» What is being asked:
List each line in the items below that contains the string "player", and treat the match as case-sensitive.

··· Records provided

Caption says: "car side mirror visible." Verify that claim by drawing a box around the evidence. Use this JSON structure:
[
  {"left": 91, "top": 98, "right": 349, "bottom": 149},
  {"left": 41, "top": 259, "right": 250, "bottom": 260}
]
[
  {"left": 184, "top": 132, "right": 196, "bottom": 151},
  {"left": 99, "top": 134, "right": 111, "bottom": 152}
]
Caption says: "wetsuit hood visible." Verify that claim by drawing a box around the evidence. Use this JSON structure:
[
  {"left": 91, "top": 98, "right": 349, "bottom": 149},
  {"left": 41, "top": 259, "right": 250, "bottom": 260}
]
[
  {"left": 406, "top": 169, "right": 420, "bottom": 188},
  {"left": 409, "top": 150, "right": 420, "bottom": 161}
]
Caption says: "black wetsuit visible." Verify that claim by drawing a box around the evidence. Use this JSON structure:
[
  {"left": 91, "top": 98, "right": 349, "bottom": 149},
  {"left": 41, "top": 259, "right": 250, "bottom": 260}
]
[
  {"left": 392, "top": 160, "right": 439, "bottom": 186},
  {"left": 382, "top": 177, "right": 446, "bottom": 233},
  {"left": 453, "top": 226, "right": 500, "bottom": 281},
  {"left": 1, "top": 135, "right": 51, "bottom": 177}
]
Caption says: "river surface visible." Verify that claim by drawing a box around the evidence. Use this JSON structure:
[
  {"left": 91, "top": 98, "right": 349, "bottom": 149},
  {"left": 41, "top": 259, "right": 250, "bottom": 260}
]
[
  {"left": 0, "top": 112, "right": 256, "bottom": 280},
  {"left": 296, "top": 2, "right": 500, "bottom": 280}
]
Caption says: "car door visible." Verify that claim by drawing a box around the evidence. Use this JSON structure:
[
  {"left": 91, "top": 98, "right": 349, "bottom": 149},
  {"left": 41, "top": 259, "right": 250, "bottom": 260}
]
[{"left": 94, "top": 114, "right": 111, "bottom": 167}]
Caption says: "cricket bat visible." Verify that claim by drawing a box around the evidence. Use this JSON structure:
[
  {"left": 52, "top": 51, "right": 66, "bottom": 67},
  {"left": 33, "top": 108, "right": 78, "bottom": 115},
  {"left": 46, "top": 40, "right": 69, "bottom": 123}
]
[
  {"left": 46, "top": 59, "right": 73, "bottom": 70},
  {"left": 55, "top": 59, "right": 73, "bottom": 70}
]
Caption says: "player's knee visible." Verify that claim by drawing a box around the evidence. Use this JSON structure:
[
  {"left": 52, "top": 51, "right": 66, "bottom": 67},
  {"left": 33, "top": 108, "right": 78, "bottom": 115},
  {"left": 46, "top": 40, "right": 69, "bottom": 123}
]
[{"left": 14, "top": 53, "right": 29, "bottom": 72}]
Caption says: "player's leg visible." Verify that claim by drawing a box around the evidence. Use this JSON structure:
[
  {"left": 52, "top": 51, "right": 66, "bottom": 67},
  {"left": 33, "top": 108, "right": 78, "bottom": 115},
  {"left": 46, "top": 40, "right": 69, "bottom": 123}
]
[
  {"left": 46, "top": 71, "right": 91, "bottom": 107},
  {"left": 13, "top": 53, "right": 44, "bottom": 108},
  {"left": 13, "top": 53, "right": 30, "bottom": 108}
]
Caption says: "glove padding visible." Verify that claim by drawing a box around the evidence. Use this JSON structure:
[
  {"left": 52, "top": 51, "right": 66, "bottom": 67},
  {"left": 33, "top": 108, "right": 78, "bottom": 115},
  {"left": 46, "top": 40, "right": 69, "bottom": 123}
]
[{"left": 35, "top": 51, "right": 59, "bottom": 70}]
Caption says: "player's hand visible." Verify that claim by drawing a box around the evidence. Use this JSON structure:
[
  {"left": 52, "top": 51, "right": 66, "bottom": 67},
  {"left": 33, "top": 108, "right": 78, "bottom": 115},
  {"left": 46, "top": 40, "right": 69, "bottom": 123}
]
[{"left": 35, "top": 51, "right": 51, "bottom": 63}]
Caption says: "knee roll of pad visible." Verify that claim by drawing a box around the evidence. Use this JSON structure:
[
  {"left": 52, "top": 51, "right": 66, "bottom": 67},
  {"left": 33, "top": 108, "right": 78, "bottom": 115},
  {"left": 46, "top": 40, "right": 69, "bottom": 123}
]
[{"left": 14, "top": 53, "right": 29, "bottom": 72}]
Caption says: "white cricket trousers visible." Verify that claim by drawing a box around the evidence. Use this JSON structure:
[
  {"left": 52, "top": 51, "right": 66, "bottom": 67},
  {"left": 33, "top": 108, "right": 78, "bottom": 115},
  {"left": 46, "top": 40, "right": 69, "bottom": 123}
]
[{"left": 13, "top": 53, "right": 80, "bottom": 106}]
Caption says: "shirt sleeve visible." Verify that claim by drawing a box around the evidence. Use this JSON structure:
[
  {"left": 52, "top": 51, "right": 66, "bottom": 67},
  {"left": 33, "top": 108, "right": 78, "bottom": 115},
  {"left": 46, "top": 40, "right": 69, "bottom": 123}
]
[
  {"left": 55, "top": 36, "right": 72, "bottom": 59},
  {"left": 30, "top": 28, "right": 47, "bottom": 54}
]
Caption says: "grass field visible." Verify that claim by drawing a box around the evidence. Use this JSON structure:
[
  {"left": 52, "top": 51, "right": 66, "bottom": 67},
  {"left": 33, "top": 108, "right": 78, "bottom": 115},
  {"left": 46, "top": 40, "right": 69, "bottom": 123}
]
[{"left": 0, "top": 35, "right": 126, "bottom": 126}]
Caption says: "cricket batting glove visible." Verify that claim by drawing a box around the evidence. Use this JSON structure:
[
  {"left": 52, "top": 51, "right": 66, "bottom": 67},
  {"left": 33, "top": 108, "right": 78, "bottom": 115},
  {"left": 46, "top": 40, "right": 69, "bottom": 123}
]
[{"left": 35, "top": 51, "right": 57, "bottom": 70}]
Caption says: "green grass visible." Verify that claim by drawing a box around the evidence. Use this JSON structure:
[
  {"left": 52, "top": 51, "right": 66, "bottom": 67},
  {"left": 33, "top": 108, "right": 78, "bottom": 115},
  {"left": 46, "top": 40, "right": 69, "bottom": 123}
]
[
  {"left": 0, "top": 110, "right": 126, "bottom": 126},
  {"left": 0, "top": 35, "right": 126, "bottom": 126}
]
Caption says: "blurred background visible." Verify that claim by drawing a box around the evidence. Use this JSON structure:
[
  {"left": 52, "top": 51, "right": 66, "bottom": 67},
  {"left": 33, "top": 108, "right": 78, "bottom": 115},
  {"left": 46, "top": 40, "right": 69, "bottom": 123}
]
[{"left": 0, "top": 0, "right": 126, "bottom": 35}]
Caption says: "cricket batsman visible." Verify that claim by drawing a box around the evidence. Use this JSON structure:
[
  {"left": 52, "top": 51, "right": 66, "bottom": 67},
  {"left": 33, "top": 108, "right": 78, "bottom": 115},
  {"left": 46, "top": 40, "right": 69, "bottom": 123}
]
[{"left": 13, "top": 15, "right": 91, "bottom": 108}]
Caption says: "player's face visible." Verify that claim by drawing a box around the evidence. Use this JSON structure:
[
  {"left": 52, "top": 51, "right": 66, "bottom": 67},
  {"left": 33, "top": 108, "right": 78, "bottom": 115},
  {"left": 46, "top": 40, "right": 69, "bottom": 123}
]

······

» Exercise solution:
Caption says: "player's knee visible." Verify that claim by drawing a box around the evidence. Use this JSON structure:
Caption says: "player's leg visible." Verify that claim by drawing a box around the evidence. Use this JSON structure:
Caption says: "player's hand visible." Verify that claim by drawing a box around the evidence. Use this JSON structure:
Caption says: "player's face visible." Verify that claim by drawing a box around the evidence. Use this JSON structure:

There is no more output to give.